Exercise requirements >> Each line from the start of the entries through the line that contains "column 23, row 108" should be output exactly, please.

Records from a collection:
_ _ _ _ _

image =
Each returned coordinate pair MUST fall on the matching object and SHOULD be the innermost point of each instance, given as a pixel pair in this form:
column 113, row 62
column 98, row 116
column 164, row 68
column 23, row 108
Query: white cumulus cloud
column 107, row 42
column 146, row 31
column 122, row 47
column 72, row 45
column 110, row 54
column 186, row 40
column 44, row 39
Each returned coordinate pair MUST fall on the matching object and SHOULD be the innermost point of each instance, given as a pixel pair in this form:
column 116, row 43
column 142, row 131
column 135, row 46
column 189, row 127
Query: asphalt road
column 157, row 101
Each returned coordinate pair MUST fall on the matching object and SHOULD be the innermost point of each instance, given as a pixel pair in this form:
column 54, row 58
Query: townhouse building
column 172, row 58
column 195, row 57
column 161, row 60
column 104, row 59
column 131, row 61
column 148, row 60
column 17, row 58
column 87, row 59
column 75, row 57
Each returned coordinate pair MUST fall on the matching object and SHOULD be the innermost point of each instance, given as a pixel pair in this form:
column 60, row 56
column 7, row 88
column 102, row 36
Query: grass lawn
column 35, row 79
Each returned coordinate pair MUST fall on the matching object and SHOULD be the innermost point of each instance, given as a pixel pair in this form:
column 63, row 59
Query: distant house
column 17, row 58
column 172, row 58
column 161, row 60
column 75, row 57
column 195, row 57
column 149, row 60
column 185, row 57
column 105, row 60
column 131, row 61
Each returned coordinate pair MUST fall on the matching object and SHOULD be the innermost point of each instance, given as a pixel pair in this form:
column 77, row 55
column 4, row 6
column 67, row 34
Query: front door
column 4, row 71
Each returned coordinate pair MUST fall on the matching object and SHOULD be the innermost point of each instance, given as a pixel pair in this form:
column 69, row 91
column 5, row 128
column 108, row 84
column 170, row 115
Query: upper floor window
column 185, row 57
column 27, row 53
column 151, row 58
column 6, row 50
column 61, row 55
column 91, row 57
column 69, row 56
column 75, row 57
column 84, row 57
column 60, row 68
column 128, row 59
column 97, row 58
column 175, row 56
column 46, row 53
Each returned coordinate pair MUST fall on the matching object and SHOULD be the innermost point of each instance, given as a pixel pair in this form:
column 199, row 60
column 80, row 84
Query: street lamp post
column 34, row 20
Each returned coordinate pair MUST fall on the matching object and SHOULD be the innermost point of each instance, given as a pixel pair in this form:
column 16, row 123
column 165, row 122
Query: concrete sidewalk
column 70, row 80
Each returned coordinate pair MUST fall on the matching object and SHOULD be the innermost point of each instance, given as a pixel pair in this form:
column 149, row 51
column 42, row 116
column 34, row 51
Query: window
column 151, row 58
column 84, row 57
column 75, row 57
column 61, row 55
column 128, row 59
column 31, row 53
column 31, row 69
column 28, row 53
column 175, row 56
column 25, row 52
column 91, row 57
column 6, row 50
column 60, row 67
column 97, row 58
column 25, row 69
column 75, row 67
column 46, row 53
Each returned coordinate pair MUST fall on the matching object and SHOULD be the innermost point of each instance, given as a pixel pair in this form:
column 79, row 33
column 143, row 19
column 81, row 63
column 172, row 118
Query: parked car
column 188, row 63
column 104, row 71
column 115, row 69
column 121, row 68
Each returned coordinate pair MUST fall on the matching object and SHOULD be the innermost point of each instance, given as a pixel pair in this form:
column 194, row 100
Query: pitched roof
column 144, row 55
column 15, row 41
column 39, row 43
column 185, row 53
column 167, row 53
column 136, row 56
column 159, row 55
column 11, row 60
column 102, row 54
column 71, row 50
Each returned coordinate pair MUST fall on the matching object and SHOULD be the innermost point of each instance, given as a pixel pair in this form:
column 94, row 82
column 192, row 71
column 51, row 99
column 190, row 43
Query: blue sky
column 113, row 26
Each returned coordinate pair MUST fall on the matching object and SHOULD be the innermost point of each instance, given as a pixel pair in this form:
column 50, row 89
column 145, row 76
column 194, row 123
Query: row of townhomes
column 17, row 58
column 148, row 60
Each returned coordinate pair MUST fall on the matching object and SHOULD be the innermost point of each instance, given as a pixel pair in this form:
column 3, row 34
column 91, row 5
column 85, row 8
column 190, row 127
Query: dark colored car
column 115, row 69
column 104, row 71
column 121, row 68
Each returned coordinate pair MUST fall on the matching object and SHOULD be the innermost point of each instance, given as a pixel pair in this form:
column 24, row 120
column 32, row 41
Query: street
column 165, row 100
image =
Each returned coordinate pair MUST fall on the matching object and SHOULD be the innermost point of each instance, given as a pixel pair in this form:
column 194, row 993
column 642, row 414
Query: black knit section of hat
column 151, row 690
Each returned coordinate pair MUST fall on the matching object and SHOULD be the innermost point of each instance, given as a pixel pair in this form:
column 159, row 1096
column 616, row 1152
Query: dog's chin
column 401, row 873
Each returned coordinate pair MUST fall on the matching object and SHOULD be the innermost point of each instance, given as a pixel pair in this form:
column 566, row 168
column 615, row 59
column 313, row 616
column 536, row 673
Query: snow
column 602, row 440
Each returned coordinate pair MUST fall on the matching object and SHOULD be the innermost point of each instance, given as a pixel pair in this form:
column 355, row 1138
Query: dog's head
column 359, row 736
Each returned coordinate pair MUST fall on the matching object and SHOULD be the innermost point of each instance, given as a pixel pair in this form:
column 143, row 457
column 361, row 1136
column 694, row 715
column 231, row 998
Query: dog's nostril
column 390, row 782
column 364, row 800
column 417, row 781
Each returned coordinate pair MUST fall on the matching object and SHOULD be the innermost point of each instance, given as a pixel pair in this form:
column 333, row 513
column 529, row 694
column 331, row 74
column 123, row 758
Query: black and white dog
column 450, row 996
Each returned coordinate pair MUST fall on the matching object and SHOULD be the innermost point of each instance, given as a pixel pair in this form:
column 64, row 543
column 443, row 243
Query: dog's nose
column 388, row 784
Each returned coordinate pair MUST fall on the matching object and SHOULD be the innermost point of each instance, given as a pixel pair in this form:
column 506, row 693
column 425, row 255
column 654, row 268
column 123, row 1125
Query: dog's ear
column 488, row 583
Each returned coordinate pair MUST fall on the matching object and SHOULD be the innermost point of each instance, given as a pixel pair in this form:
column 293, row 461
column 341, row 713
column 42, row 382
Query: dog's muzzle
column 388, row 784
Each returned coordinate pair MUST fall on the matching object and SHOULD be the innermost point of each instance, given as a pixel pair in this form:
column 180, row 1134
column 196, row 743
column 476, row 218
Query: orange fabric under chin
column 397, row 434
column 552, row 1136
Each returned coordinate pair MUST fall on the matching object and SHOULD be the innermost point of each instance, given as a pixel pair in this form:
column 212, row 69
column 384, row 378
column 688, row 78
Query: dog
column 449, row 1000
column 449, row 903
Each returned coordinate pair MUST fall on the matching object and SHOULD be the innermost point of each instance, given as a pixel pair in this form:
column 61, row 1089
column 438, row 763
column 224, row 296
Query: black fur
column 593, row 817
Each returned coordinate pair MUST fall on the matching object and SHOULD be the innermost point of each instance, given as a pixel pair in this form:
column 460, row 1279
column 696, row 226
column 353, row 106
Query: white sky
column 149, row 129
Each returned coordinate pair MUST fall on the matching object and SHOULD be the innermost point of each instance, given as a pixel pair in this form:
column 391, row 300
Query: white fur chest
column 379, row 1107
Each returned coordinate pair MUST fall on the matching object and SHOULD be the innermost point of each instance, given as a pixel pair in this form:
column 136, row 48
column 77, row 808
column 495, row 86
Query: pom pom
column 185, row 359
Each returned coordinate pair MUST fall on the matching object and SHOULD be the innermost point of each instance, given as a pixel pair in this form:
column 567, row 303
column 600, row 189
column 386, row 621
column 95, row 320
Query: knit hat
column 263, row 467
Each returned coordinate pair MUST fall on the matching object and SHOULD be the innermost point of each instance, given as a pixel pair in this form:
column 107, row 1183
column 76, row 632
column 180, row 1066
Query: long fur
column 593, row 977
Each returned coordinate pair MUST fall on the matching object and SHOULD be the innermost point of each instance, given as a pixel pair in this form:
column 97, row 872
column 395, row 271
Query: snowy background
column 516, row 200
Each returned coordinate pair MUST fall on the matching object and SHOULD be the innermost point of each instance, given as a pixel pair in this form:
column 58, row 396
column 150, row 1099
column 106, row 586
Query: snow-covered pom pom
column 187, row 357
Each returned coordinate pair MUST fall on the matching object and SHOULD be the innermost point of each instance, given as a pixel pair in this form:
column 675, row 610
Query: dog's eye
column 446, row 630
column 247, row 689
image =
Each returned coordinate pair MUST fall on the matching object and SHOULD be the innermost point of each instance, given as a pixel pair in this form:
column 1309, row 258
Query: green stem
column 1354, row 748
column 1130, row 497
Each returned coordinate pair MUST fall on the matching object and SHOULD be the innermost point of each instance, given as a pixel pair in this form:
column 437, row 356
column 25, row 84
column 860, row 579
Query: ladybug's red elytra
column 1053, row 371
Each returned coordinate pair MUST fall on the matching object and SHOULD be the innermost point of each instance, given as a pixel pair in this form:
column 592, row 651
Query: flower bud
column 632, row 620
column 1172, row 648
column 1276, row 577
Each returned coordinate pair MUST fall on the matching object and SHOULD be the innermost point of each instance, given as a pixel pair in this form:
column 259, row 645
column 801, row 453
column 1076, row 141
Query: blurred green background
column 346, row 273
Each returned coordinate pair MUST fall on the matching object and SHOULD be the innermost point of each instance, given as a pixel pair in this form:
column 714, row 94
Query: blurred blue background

_ _ _ _ _

Solution for this problem >>
image =
Each returned coordinate pair MUST fall on the matching object and SHOULD be the innermost point of each instance, given as a pixel pair in this form:
column 113, row 62
column 98, row 116
column 164, row 68
column 23, row 108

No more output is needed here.